_Objective_
Reproduce the lines below word for word, leaving nothing out and changing nothing.

_Dataset records_
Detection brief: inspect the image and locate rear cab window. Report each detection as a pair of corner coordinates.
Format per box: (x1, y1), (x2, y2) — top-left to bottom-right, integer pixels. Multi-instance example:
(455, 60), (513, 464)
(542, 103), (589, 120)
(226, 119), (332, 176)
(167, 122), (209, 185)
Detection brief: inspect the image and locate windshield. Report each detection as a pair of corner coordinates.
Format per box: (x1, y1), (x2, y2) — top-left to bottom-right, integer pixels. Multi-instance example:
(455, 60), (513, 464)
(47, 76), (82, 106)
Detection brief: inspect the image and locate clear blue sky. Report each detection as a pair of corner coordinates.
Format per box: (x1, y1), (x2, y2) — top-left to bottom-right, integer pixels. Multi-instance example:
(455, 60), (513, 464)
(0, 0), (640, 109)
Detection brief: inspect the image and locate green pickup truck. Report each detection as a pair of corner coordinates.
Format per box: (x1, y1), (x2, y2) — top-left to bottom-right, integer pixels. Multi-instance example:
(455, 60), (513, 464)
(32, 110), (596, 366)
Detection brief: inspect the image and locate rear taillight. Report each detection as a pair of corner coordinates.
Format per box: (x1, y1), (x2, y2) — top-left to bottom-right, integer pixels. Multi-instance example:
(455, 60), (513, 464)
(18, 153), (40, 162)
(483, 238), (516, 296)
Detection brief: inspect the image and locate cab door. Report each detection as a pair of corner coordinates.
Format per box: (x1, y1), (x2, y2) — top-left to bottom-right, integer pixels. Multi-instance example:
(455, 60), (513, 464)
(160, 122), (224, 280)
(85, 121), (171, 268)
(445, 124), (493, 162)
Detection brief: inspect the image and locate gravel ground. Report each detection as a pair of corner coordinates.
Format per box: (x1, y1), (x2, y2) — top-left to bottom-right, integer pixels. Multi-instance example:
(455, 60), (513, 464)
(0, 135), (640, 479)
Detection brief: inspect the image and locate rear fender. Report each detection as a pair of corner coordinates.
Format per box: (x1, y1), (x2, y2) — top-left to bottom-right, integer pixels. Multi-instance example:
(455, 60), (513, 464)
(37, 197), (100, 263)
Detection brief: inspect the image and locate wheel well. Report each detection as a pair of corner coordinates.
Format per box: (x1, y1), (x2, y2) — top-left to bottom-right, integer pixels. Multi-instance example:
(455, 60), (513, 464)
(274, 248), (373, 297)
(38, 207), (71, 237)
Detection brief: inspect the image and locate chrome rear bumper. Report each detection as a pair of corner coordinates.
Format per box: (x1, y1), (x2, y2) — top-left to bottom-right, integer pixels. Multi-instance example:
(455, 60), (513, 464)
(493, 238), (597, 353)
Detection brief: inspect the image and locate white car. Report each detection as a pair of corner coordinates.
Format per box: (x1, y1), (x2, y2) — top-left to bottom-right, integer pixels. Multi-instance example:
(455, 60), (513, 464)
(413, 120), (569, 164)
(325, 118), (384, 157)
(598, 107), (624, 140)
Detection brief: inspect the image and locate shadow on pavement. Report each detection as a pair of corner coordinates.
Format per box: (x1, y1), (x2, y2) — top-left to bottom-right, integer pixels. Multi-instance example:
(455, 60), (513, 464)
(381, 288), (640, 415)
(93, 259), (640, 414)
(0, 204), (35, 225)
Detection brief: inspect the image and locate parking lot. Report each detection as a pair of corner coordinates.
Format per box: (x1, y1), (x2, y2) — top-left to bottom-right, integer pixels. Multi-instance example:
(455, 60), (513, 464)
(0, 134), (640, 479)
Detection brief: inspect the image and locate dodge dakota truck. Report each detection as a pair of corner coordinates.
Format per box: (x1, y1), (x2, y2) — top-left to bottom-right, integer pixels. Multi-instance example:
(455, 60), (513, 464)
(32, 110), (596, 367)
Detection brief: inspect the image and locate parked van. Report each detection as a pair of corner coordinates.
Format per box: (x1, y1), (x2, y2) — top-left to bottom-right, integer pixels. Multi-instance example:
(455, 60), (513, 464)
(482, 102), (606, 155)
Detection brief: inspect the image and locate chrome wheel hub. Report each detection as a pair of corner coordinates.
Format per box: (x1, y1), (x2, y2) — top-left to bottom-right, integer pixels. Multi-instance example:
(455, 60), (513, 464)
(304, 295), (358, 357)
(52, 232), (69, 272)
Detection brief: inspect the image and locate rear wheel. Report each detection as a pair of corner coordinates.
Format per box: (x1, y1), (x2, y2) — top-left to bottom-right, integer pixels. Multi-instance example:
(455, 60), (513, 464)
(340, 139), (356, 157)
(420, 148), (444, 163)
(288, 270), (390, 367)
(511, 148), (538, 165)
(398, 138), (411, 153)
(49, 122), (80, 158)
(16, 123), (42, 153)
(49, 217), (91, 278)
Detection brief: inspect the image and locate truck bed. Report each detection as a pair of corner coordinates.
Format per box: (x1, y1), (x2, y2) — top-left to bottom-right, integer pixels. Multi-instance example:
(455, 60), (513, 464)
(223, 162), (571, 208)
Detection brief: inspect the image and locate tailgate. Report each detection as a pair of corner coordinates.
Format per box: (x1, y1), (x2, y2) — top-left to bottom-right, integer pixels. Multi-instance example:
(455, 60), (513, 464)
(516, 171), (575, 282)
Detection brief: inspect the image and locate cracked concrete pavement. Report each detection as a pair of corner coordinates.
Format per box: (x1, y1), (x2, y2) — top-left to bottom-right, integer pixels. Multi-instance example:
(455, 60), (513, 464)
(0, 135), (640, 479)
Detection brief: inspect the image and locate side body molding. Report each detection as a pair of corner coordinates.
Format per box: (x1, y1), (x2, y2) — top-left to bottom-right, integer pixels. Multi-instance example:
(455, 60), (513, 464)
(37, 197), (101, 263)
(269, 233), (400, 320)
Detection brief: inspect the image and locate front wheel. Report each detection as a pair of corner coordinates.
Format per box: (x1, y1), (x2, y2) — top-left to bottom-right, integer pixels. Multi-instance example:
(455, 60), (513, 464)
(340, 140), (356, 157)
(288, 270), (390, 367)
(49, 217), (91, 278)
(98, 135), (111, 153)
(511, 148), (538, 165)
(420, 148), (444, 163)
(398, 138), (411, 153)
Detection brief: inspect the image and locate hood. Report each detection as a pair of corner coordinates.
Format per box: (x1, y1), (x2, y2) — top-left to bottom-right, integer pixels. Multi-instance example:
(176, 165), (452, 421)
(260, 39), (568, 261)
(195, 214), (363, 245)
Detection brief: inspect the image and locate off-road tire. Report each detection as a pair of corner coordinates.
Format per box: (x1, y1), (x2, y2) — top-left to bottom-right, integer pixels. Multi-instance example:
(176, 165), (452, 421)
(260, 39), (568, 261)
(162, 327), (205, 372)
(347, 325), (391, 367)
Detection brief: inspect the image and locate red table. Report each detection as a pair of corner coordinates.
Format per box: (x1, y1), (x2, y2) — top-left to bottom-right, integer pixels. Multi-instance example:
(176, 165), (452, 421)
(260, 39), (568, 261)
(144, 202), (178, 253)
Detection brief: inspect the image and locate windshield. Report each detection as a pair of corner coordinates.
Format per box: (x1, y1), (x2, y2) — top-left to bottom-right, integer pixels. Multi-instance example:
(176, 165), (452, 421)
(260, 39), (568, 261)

_The reply_
Detection brief: inspect the image and locate rear cab window. Report each detection as a pair of corner coordinates.
Format per box: (x1, y1), (x2, y2) — top-left to bottom-right, integer pixels. Multi-instance example:
(455, 60), (513, 464)
(542, 103), (589, 120)
(226, 119), (332, 176)
(167, 122), (209, 185)
Detection brief: inspect the image and locate windshield. Report each detection as a pair of corner coordinates.
Format per box: (x1, y1), (x2, y2) — top-left to bottom-right, integer pixels. Multi-instance example:
(455, 60), (513, 464)
(47, 76), (82, 106)
Detection brief: inspect the image and locate clear blue sky. Report each detection as a pair of corner coordinates.
Format per box: (x1, y1), (x2, y2) — top-left to bottom-right, integer pixels. Multi-instance example:
(455, 60), (513, 464)
(0, 0), (640, 109)
Detection brief: inspect the image and locate green pickup truck. Report each detection as a pair of corner coordinates.
Format per box: (x1, y1), (x2, y2) — top-left to bottom-right, integer pixels. Multi-instance example:
(455, 60), (513, 464)
(32, 110), (596, 366)
Detection brief: inspect the image and locate rear taillight. Report each detection as a pair of corner coordinates.
Format per box: (x1, y1), (x2, y2) — top-left to bottom-right, integer pixels. Multi-instance example:
(455, 60), (513, 464)
(18, 153), (40, 162)
(483, 238), (516, 296)
Detection brief: inspect the image and locate cab door. Report each detection as a pair of corner coordinates.
Format per box: (x1, y1), (x2, y2) — top-left to bottom-right, integer pixels. Multi-instance example:
(455, 60), (513, 464)
(160, 122), (224, 280)
(85, 121), (171, 268)
(445, 124), (493, 162)
Detection brief: inspect the image and locate gravel ground. Report each detection as a pair of corner coordinates.
Format per box: (x1, y1), (x2, y2) — top-left to bottom-right, integer pixels. Multi-instance example:
(455, 60), (513, 464)
(0, 135), (640, 479)
Detection brief: inspect the image and locate rear fender. Report each detection as a pair of corner coordinates.
Format per box: (x1, y1), (x2, y2) — top-left to bottom-right, integer pixels. Multi-instance example:
(455, 60), (513, 464)
(37, 197), (100, 263)
Detection brief: inspect the image and locate wheel well. Report each detection as a pair of corner coordinates.
Format per box: (x1, y1), (x2, y2) — top-left to bottom-right, integer pixels. Multi-instance example:
(455, 60), (513, 464)
(274, 248), (373, 297)
(38, 207), (71, 237)
Detection brief: inspect the image and locate chrome rear bumper. Report each detection as a pair of corner coordinates.
Format per box: (x1, y1), (x2, y2) — top-left to bottom-right, integer pixels. Multi-instance example:
(455, 60), (513, 464)
(493, 238), (597, 353)
Detection brief: inspect the image and locate white car. Report each detection as a pair of corner coordinates.
Format per box: (x1, y1), (x2, y2) — top-left to bottom-right, integer pixels. Multi-instance example:
(455, 60), (513, 464)
(413, 120), (569, 164)
(325, 118), (384, 157)
(598, 107), (624, 140)
Detection brief: inspect the image and locate shadow on pavement. Report each detection as a pair of corner coordinates.
Format per box: (x1, y1), (x2, y2) — top-left to bottom-right, integer pixels. Multi-instance example:
(455, 60), (513, 464)
(381, 288), (640, 415)
(93, 259), (640, 414)
(0, 204), (35, 225)
Detection brief: inspect the image and locate parking lot. Report each detection as a pair of corner coordinates.
Format per box: (x1, y1), (x2, y2) — top-left to bottom-right, integer pixels. Multi-instance example:
(455, 60), (513, 464)
(0, 134), (640, 479)
Detection brief: inspect the image and locate dodge dakota truck. Report each detection as a pair of corner coordinates.
Format per box: (x1, y1), (x2, y2) — top-left to bottom-right, integer pixels. Multi-instance example:
(455, 60), (513, 464)
(32, 110), (596, 367)
Detection brief: inspect the image and locate parked van. Report each detection as a pair of corner coordinates.
Format per box: (x1, y1), (x2, y2) — top-left to bottom-right, integer pixels. Multi-instance example:
(455, 60), (513, 464)
(482, 102), (606, 155)
Detection brief: inspect the image and locate chrome wheel hub. Report each detection as a pair of corner coordinates.
Format per box: (x1, y1), (x2, y2) — top-left to bottom-right, integer pixels. Multi-instance example:
(455, 60), (513, 464)
(304, 295), (358, 357)
(52, 232), (69, 272)
Detection brief: inspect the image and locate rear wheel. Report each detection as a pair of corner coordinates.
Format per box: (x1, y1), (x2, y2) — top-left to bottom-right, integer pixels. Multi-instance example:
(455, 60), (513, 464)
(340, 139), (356, 157)
(420, 148), (444, 163)
(288, 270), (390, 367)
(511, 148), (538, 165)
(398, 138), (411, 153)
(49, 122), (80, 158)
(16, 123), (42, 153)
(49, 217), (91, 278)
Detection brief: inspect the image and locate truck bed. Report each detection as a pair of corner coordinates.
Format per box: (x1, y1), (x2, y2) — top-left to bottom-right, integer pixels. Multi-instance example:
(455, 60), (513, 464)
(223, 162), (571, 208)
Detection brief: inspect the image and locate tailgate. Report each detection as a pair of corner coordinates.
Format per box: (x1, y1), (x2, y2) — top-left to bottom-right, integer pixels. Multi-instance example:
(455, 60), (513, 464)
(516, 171), (575, 282)
Detection brief: inspect the image and locate cracked concrete pavement. Report each detection as a pair of corner coordinates.
Format per box: (x1, y1), (x2, y2) — top-left to bottom-right, integer pixels. Multi-instance example:
(455, 60), (513, 464)
(0, 135), (640, 479)
Detection brief: inspect the image and locate side body molding. Report each detection as a pair of corner coordinates.
Format per box: (x1, y1), (x2, y2) — top-left to bottom-right, integer pixels. Multi-instance example:
(455, 60), (513, 464)
(37, 197), (101, 263)
(269, 233), (400, 320)
Detection brief: inspect the image and locate front wheel. Report each detection as a pair of corner coordinates.
Format per box: (x1, y1), (x2, y2) — top-left to bottom-right, integer pixels. Multi-instance example:
(455, 60), (513, 464)
(340, 140), (356, 157)
(288, 270), (390, 367)
(49, 217), (91, 278)
(98, 135), (111, 153)
(511, 148), (538, 165)
(420, 148), (444, 163)
(398, 138), (411, 153)
Detection brief: inspect the image and locate hood. Report each detection as a pair of corner coordinates.
Format per box: (x1, y1), (x2, y2) — top-left to bottom-right, integer pixels. Multi-instance example:
(176, 165), (452, 421)
(260, 39), (568, 261)
(195, 214), (363, 245)
Detection brief: inspect the image and locate off-road tire. Report each detection as a pair of corner coordinates.
Format per box: (x1, y1), (x2, y2) — top-left to bottom-right, integer pixels. Multi-instance example:
(176, 165), (452, 421)
(260, 39), (568, 261)
(162, 327), (205, 372)
(347, 325), (391, 367)
Detection brief: inspect the image and locate red table. Report each detection as a pair of corner coordinates.
Format per box: (x1, y1), (x2, y2) — top-left to bottom-right, integer pixels. Multi-instance example:
(176, 165), (452, 421)
(260, 39), (568, 261)
(144, 202), (178, 253)
Detection brief: inspect the image and locate windshield. Report each detection as a pair of corner coordinates.
Format per box: (x1, y1), (x2, y2) — top-left to bottom-right, integer pixels. Multi-instance example:
(176, 165), (452, 421)
(260, 39), (568, 261)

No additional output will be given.